> WHAT TO PRODUCE
Check every line below for the word "target" and copy the ones that have it.

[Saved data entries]
┄┄┄┄┄┄

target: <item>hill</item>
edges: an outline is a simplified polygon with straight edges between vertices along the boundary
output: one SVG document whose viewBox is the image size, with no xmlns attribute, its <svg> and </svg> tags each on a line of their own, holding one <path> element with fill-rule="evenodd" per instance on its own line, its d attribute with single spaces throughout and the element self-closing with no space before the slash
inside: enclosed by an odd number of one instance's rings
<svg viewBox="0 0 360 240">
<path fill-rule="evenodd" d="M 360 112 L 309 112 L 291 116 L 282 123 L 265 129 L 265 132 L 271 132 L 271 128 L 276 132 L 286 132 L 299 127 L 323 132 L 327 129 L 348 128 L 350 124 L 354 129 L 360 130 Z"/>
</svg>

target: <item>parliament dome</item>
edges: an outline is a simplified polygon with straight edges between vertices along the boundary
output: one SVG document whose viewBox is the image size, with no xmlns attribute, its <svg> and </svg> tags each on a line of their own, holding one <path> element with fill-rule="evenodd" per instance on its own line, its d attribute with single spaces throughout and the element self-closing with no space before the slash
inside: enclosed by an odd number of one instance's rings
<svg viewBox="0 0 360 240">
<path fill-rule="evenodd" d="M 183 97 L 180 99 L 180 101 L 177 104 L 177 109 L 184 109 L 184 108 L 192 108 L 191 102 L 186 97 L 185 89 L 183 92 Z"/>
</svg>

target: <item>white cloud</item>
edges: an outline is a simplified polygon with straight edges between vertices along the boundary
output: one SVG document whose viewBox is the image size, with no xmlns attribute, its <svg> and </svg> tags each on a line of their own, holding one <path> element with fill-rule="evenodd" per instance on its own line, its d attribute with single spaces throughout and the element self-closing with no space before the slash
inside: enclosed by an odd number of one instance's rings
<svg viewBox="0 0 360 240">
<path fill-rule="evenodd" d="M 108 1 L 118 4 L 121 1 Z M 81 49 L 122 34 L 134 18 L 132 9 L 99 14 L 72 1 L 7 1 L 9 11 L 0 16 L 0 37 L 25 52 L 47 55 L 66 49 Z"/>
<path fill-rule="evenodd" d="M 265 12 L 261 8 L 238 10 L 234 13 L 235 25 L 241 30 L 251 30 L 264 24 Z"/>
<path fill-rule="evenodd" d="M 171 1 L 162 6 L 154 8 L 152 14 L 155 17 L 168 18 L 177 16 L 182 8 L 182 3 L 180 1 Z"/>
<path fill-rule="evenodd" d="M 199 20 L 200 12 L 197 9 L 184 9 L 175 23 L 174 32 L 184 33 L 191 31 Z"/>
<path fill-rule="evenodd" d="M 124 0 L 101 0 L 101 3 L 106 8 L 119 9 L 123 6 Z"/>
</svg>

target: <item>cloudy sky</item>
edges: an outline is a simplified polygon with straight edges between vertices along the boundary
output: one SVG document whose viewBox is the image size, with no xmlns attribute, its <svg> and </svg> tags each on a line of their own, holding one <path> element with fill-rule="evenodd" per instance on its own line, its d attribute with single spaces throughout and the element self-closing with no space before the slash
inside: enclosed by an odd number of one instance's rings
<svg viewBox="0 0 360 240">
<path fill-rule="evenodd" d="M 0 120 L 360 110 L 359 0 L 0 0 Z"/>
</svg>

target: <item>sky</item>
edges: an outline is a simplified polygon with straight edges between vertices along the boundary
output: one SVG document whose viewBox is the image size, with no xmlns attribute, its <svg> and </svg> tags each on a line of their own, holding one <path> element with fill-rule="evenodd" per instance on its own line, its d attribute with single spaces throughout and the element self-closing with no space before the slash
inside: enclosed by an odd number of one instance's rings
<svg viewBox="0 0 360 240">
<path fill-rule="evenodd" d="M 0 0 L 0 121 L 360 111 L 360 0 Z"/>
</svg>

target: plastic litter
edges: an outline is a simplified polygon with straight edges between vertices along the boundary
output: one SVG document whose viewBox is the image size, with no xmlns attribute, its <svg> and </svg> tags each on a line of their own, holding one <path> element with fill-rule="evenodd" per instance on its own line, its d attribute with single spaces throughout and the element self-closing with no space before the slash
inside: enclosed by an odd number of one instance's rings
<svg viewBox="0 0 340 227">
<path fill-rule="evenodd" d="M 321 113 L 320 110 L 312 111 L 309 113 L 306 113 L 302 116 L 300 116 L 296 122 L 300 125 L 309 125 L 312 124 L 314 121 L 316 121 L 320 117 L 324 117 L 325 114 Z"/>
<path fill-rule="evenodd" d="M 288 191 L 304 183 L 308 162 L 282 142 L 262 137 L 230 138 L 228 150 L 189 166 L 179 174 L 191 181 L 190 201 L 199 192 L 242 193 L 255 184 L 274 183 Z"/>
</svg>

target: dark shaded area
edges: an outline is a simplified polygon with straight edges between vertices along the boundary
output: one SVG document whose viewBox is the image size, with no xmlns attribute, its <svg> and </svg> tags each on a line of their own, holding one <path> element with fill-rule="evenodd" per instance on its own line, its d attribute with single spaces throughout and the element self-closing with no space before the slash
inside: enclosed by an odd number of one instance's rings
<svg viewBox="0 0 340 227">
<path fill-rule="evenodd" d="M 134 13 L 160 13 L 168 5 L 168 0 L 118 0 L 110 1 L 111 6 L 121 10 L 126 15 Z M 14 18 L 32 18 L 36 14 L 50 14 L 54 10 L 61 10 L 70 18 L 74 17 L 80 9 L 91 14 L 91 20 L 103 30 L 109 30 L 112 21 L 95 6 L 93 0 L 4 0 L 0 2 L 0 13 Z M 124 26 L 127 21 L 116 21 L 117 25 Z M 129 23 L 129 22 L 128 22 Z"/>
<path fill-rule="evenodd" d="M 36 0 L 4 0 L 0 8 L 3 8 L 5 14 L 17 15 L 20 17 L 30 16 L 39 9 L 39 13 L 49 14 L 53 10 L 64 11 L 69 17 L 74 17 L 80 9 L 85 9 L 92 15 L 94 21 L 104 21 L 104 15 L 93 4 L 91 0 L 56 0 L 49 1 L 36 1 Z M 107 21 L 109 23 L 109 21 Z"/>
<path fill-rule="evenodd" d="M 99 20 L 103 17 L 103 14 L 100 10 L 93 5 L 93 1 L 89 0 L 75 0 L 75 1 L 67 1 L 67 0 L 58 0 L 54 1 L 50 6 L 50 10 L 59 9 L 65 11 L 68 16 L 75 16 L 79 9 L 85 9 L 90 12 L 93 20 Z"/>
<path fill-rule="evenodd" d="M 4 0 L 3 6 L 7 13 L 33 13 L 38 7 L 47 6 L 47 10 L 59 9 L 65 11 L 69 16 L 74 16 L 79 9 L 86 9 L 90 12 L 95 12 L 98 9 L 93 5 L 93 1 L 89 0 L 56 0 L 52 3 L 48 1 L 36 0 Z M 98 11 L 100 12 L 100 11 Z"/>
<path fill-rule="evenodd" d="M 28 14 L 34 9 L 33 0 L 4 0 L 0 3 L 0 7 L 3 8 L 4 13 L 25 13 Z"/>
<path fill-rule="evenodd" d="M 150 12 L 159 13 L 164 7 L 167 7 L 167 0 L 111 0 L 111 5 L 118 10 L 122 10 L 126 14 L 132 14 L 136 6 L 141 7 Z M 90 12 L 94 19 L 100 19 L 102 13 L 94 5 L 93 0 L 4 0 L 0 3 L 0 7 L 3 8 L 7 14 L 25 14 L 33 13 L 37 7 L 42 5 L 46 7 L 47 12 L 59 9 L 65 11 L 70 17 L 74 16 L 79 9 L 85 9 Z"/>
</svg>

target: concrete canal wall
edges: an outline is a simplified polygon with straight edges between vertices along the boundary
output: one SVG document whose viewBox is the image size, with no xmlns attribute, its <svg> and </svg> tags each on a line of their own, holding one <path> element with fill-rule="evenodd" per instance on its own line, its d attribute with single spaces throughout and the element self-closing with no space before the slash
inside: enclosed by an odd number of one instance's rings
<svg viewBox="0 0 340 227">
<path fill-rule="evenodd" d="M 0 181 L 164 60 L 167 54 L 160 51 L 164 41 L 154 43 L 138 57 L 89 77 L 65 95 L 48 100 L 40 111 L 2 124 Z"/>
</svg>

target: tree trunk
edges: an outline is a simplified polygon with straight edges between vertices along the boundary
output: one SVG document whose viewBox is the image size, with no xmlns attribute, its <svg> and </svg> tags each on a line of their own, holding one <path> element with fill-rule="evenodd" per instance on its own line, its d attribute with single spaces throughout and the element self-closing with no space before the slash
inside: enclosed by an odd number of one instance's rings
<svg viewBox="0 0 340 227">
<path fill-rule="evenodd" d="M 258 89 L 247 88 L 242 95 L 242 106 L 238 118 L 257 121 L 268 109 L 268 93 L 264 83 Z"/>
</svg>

┄┄┄┄┄┄

> ANSWER SECTION
target: <item>hill</item>
target: <item>parliament dome</item>
target: <item>white cloud</item>
target: <item>cloudy sky</item>
target: <item>sky</item>
target: plastic litter
target: dark shaded area
target: concrete canal wall
target: tree trunk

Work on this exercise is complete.